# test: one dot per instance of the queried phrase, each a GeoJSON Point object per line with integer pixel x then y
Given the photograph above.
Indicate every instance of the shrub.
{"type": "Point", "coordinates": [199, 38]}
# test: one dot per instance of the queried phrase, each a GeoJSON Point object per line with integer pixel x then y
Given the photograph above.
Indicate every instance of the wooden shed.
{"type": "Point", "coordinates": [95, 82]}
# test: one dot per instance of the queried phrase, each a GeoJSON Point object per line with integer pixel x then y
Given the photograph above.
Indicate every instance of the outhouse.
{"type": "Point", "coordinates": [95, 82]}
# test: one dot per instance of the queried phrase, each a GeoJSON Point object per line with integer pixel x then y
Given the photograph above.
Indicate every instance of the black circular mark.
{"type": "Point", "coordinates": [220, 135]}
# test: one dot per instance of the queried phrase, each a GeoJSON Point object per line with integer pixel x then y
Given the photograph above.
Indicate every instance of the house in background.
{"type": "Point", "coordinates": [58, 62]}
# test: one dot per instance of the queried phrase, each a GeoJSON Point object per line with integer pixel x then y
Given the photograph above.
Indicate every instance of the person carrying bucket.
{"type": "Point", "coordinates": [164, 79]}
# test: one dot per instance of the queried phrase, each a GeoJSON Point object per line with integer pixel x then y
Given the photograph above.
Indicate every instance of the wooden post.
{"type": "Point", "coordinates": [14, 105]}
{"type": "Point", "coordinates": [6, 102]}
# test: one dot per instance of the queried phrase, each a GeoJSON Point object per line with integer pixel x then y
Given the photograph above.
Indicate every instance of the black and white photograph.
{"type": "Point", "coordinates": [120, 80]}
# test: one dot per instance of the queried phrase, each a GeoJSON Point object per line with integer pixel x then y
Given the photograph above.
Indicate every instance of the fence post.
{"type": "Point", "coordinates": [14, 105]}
◇ ◇ ◇
§ **INSTRUCTIONS TO FOLLOW**
Print the records above once again, exactly as written.

§ **SOLUTION FOR THIS PROBLEM**
# test: one dot per instance of the queried phrase, each a GeoJSON Point object per line with integer pixel x then y
Given the photograph above.
Indicate every instance of the shrub.
{"type": "Point", "coordinates": [199, 38]}
# test: one dot per instance of the queried phrase, each a GeoJSON Point object per line with integer pixel x then y
Given the photograph above.
Indicate every instance of the wooden shed.
{"type": "Point", "coordinates": [95, 82]}
# test: one dot per instance of the queried phrase, each a GeoJSON Point object per line with integer pixel x then y
Given the photograph above.
Indicate every instance of the outhouse.
{"type": "Point", "coordinates": [95, 82]}
# test: one dot per instance of the queried phrase, each a GeoJSON Point object per line with integer pixel x then y
Given the photograph above.
Indicate every instance of the black circular mark.
{"type": "Point", "coordinates": [220, 135]}
# test: one dot per instance of the queried phrase, each a GeoJSON Point object per line with integer pixel x then y
Given the photograph above.
Indicate every instance of the house in background.
{"type": "Point", "coordinates": [58, 62]}
# test: one dot per instance of the queried phrase, each a GeoJSON Point object per line with integer pixel x then y
Given the photograph above.
Indicate every instance of the person carrying bucket.
{"type": "Point", "coordinates": [164, 79]}
# test: one dot per instance of the queried phrase, each a GeoJSON Point object per line with integer pixel x then y
Given the photograph above.
Indicate every instance of the wooden post.
{"type": "Point", "coordinates": [14, 105]}
{"type": "Point", "coordinates": [6, 102]}
# test: one dot per instance of the queried phrase, each a GeoJSON Point object per line with integer pixel x then y
Given the photograph above.
Indicate every instance of the black and white photograph.
{"type": "Point", "coordinates": [120, 80]}
# test: one dot per instance of the queried phrase, each a GeoJSON Point object per line with integer pixel x then y
Given the photograph above.
Indicate every instance of the fence post.
{"type": "Point", "coordinates": [14, 105]}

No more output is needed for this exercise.